**DOCUMENT SECTION**
Thanks @thibautjombart and @zkamvar for your prompt response!
Yes, I do have allele counts per SNP (that are equivalent to allele frequencies as I have Pool-seq data). The structure of the dataset is (following recommendations given in the basic tutorial, section 4.7, pg. 29):
marker1.allele1 marker1.allele2 marker2.allele1 marker2.allele2
Pop1 0 20 12 40
Pop2 2 30 7 40
Pop3 0 10 0 33
Pop4 0 50 0 20
.
.
.
Pop11
I tried both suggestions, however the problem persists:
># Import dataset.
>mydata <- fread("./path/11pops.minDP20.genpop", header=TRUE,sep="\t",drop=c(1),stringsAsFactors=FALSE)
># Conduct CoA.
>ca1 <- dudi.coa(mydata,scannf=FALSE,nf=3)
Error in if ((N <- sum(df)) == 0) stop("all frequencies are zero") : missing value where TRUE/FALSE needed In addition: Warning message: In sum(c(0L, 0L, 0L, 5L, 0L, 0L, 8L, 0L, 0L, 0L, 0L, 44L, 43L, 47L, : integer overflow - use sum(as.numeric(.))
- *Option 2: Transform the imported dataframe into numeric before calling dudi.coa().*
I got this error message:
Import dataset.
mydata <- fread("./path/11pops.minDP20.genpop", header=TRUE,sep="\t",drop=c(1),stringsAsFactors=FALSE)
Transform dataframe to numeric.
mydata[] <- as.numeric(mydata) Error: (list) object cannot be coerced to type 'double'
Any other ideas on how to solve this issue? Thanks!! Angela
Ah, I forgot that you have a data frame going into there. A data frame is basically a rectangular list, which is why you get Error: (list) object cannot be coerced to type 'double'
. You should convert it to a matrix beforehand:
mydata[] <- as.numeric(as.matrix(mydata))
Hi @zkamvar, no worries, thanks for taking the time to answer my question.
I tried what you suggested, it runs for a long time (~1h) then it crashes. I noticed 100% of the RAM was being used for this task, and my computer has 125 GB of RAM...
Is there any other way I could transform the dataframe to numeric?
I probably should have expected that. R likes to copy things before it manipulates them and numeric values are twice the memory size of integer values.
Given that you're using data.table::fread()
, I see that there's an option to convert the data to numeric already: https://www.rdocumentation.org/packages/data.table/versions/1.10.4-2/topics/fread
you could try adding integer64 = "numeric"
to your data.table call (though be aware that I haven't estimated how much memory you'll need for that). Hey, it could work :)

Labeled-object pointing items:
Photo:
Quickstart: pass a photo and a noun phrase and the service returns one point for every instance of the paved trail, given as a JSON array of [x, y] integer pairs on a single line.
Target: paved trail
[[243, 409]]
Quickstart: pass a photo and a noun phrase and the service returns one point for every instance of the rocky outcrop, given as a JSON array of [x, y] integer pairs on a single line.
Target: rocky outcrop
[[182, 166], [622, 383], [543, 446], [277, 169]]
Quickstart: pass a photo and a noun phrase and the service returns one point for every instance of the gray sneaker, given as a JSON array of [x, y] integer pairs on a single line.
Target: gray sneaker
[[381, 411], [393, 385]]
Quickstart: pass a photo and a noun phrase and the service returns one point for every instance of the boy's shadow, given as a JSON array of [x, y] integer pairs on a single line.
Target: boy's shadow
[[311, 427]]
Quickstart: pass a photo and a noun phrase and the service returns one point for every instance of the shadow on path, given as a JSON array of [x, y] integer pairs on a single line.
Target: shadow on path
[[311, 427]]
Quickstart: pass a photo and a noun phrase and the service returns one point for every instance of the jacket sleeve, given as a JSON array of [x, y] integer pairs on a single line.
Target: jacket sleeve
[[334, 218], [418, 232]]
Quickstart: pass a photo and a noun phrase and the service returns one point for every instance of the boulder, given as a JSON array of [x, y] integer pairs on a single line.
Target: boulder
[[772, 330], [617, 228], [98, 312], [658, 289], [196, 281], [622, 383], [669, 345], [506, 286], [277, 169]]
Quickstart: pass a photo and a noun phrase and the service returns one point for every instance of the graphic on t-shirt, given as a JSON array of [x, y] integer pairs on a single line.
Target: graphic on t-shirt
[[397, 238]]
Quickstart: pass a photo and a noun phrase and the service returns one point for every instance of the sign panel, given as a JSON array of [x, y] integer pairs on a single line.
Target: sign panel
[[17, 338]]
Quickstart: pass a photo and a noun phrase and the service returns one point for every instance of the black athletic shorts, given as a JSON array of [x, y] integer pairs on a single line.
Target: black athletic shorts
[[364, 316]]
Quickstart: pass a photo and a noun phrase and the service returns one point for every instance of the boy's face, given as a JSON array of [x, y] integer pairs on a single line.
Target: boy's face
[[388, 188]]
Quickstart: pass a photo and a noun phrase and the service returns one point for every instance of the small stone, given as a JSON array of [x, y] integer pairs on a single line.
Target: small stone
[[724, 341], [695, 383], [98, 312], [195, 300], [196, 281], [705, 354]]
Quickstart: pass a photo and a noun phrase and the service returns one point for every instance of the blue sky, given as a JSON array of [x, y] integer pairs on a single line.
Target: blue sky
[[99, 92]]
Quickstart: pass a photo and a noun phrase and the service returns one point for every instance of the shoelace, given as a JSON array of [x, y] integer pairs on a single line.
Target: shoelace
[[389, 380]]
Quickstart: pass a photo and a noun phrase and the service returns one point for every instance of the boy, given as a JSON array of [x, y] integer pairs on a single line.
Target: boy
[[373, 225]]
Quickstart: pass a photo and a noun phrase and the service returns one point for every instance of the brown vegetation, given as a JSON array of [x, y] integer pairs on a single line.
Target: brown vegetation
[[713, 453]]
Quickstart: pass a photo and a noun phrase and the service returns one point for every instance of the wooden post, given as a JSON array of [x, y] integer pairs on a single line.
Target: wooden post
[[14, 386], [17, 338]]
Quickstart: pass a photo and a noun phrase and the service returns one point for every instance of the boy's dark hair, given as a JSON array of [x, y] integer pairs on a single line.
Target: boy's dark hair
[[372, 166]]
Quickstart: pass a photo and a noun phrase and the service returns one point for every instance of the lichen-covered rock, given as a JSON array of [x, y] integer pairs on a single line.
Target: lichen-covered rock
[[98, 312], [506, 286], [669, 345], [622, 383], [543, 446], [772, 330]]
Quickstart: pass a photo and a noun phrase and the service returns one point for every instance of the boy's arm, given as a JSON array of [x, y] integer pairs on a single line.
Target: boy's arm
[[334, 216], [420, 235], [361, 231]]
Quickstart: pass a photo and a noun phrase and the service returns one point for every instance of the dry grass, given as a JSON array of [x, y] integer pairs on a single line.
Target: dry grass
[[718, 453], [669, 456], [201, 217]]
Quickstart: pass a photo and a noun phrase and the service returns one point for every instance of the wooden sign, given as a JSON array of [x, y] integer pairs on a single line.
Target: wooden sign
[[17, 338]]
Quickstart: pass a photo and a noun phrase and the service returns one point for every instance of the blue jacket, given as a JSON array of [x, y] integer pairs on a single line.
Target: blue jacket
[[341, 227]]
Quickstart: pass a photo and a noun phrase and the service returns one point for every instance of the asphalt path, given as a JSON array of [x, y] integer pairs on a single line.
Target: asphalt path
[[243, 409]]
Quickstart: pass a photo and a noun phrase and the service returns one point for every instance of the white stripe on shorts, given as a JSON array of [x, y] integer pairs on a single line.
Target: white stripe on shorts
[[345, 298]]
---
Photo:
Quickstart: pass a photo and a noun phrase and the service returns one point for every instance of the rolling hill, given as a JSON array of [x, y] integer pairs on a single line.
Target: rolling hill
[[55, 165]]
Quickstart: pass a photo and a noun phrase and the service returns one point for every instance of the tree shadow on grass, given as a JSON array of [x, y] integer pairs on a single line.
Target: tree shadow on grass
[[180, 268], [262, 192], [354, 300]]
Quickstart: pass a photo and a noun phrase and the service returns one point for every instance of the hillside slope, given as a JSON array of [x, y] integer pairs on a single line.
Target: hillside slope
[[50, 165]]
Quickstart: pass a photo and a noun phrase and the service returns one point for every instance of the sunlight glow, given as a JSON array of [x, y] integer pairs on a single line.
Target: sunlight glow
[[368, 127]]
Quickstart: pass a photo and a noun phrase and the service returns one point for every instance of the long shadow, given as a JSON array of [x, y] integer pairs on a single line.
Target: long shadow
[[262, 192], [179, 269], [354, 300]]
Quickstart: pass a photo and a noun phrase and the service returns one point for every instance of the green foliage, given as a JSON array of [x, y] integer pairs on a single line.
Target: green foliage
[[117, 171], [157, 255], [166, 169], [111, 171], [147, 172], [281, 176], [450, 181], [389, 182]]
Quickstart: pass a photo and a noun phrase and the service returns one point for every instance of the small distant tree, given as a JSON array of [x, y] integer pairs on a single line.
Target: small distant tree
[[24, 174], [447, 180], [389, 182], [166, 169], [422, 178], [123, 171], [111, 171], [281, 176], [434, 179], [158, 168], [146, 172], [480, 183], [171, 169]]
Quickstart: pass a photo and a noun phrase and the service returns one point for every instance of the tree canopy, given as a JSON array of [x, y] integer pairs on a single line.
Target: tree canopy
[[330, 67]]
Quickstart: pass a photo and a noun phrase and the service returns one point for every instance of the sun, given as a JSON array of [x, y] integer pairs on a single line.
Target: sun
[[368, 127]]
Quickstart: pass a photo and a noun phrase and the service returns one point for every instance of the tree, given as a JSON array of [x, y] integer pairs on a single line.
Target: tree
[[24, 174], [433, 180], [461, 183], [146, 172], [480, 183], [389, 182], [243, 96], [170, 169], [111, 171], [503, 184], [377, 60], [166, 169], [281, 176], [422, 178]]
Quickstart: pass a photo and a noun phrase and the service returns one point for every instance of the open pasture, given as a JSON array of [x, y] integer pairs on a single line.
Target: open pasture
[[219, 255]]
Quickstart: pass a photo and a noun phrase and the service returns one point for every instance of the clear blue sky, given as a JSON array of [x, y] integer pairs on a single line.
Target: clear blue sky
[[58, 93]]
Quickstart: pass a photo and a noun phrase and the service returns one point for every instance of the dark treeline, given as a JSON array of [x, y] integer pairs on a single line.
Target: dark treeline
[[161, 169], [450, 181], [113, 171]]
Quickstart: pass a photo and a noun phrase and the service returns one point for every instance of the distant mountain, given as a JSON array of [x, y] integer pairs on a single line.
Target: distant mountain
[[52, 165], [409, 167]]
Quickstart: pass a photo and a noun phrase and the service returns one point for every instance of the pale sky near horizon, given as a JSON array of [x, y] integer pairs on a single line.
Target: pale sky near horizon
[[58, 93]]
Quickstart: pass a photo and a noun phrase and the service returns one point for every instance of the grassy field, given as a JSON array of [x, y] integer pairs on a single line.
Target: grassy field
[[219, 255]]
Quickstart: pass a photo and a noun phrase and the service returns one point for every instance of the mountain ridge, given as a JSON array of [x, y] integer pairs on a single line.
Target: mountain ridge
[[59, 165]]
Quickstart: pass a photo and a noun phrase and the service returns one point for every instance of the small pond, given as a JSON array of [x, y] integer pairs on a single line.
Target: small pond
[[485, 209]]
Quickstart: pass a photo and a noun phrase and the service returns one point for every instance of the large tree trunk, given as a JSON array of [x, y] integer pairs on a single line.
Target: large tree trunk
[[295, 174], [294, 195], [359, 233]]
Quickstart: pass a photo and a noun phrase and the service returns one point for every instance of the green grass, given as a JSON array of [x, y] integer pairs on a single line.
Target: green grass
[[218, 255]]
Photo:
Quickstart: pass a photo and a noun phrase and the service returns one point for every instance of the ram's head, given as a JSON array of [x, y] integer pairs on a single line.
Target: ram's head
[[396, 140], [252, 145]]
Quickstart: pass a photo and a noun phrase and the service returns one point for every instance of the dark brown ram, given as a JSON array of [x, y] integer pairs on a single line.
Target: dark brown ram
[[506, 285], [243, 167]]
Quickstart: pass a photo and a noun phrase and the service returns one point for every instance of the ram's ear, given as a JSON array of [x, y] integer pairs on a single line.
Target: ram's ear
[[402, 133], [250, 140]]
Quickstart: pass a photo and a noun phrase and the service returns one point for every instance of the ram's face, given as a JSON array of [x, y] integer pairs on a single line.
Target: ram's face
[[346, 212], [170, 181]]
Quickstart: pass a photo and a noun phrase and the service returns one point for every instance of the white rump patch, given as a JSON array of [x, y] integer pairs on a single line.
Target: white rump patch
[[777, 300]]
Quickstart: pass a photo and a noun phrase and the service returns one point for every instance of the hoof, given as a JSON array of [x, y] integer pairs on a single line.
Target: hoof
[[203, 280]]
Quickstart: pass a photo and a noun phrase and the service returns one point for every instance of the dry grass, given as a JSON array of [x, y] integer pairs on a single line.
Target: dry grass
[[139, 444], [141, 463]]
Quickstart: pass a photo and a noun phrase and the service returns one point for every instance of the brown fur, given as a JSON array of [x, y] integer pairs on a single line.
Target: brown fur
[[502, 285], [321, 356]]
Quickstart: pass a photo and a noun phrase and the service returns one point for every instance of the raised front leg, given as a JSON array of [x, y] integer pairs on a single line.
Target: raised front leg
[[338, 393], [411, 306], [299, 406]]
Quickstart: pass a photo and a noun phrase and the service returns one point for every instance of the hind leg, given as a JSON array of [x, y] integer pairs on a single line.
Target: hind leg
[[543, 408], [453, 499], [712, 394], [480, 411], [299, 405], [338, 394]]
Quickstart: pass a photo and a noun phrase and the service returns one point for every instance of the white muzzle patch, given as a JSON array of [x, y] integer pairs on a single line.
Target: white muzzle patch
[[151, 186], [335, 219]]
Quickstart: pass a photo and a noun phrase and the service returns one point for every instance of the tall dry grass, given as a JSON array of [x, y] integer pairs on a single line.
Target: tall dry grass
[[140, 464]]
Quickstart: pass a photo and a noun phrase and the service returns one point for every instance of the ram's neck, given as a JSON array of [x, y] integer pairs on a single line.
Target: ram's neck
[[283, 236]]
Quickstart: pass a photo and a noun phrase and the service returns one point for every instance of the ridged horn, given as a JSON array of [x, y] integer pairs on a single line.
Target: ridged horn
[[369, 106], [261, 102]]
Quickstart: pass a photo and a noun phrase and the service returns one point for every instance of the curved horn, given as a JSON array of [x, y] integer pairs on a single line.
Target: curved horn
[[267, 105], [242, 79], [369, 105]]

**SHORT EXERCISE**
Reproduce word for word the part of the thread about the dudi.coa error that opens with the words containing "Transform dataframe to" and closes with "GB of RAM...".

**COMPLETED EXERCISE**
Transform dataframe to numeric.
mydata[] <- as.numeric(mydata) Error: (list) object cannot be coerced to type 'double'
Any other ideas on how to solve this issue? Thanks!! Angela
Ah, I forgot that you have a data frame going into there. A data frame is basically a rectangular list, which is why you get Error: (list) object cannot be coerced to type 'double'
. You should convert it to a matrix beforehand:
mydata[] <- as.numeric(as.matrix(mydata))
Hi @zkamvar, no worries, thanks for taking the time to answer my question.
I tried what you suggested, it runs for a long time (~1h) then it crashes. I noticed 100% of the RAM was being used for this task, and my computer has 125 GB of RAM...